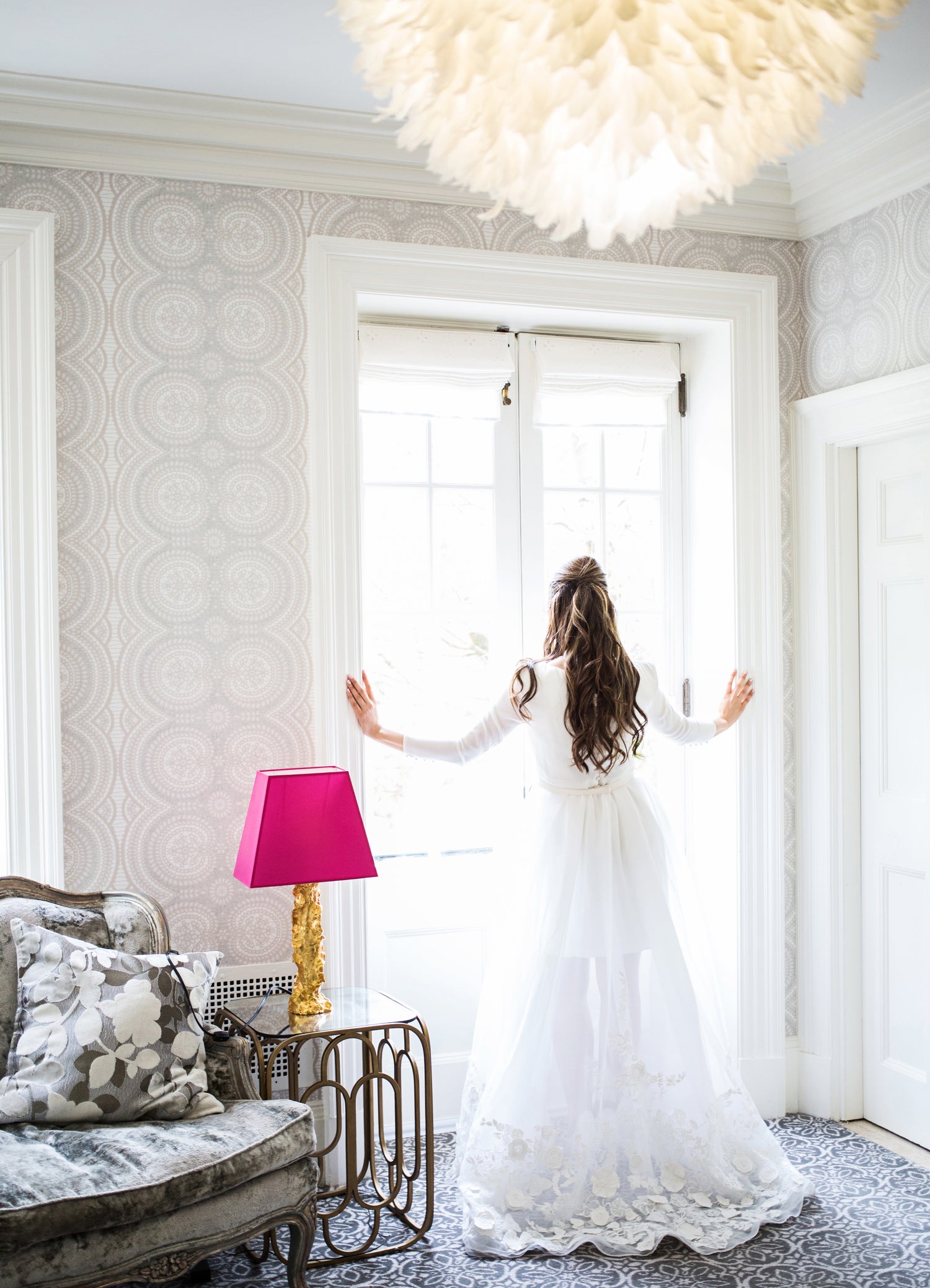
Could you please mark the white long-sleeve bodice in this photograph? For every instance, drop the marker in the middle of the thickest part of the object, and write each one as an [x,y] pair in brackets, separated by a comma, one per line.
[601,1105]
[552,742]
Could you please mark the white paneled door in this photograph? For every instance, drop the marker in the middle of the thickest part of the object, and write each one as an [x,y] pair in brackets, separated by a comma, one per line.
[894,629]
[474,492]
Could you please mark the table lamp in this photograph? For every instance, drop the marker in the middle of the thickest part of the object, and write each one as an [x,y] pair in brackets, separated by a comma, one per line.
[304,827]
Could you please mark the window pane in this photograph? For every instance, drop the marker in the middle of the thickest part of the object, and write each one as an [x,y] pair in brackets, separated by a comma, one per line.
[642,637]
[393,449]
[634,553]
[571,527]
[571,456]
[602,407]
[396,572]
[633,457]
[464,550]
[463,451]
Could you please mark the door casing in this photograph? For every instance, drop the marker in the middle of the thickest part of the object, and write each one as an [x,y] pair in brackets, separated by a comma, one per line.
[728,327]
[826,431]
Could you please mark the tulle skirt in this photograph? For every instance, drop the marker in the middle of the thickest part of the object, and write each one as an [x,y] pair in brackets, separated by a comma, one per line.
[601,1104]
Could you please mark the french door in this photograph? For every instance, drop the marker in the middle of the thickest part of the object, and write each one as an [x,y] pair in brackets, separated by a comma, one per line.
[466,519]
[894,705]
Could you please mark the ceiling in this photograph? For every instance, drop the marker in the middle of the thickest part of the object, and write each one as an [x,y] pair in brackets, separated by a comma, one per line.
[295,52]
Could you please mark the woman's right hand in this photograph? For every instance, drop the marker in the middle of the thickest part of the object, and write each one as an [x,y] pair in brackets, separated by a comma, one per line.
[735,701]
[362,702]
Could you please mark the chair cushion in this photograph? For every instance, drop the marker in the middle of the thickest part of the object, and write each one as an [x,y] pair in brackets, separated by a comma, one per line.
[117,1253]
[63,1180]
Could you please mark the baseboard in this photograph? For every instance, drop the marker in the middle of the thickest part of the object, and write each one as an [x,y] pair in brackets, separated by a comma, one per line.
[816,1086]
[791,1101]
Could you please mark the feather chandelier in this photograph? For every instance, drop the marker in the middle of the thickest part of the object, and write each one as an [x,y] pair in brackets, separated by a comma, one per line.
[612,113]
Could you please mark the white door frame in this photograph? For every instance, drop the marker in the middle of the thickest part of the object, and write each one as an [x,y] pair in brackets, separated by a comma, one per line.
[826,431]
[31,843]
[729,320]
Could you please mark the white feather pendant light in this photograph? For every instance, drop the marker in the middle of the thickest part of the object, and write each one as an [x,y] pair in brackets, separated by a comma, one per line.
[615,113]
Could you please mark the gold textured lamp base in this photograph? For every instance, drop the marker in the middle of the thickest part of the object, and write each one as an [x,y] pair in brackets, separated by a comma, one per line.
[307,938]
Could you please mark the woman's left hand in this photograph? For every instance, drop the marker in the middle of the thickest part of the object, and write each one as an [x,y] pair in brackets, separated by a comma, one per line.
[362,702]
[735,701]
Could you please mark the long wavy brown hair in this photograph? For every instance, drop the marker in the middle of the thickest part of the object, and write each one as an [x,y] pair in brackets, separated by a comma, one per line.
[602,714]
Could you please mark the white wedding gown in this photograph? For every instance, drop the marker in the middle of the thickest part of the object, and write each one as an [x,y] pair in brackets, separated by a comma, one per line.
[601,1105]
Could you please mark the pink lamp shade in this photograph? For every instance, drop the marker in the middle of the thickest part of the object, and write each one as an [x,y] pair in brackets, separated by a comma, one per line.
[303,826]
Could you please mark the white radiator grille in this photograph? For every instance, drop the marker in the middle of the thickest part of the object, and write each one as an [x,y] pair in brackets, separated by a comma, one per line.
[234,983]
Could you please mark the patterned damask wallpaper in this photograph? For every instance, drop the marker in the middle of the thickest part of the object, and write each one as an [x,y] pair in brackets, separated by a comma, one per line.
[866,295]
[184,506]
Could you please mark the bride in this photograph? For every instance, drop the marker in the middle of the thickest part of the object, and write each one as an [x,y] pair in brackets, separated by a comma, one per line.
[601,1105]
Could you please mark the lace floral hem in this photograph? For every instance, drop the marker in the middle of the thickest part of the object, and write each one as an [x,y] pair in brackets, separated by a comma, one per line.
[710,1184]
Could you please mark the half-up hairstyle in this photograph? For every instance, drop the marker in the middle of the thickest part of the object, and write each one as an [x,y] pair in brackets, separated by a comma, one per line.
[602,714]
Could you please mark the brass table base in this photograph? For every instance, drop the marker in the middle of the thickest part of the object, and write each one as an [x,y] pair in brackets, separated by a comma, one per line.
[383,1168]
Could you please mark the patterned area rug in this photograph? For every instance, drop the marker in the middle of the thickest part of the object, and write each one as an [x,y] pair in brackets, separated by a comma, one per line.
[869,1227]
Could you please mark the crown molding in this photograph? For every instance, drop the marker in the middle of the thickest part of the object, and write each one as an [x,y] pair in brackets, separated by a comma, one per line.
[174,135]
[858,172]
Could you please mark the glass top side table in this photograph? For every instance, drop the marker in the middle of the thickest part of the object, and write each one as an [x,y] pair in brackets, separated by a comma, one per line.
[371,1081]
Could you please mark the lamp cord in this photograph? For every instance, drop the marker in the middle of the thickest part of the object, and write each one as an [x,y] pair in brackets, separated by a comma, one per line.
[221,1034]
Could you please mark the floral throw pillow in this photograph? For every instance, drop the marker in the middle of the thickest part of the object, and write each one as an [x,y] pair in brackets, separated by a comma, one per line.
[104,1036]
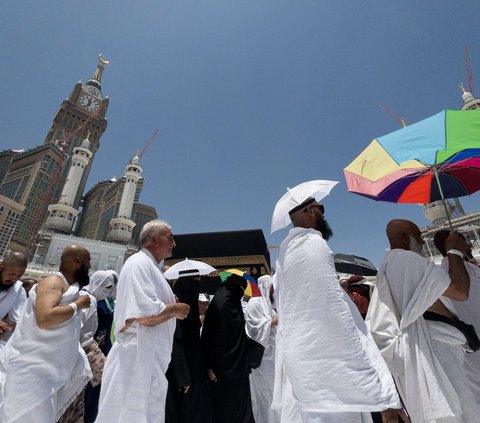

_PROMPT_
List every line in the listing above that contains the word "brown". Case counts.

_THE RESULT_
Could you please mark the long wavy brown hair in this photograph? For every instance, drop the marker in the middle of the thickest part of the object, and write each one as an [x,y] pair in brackets, separated by a comma, one per line.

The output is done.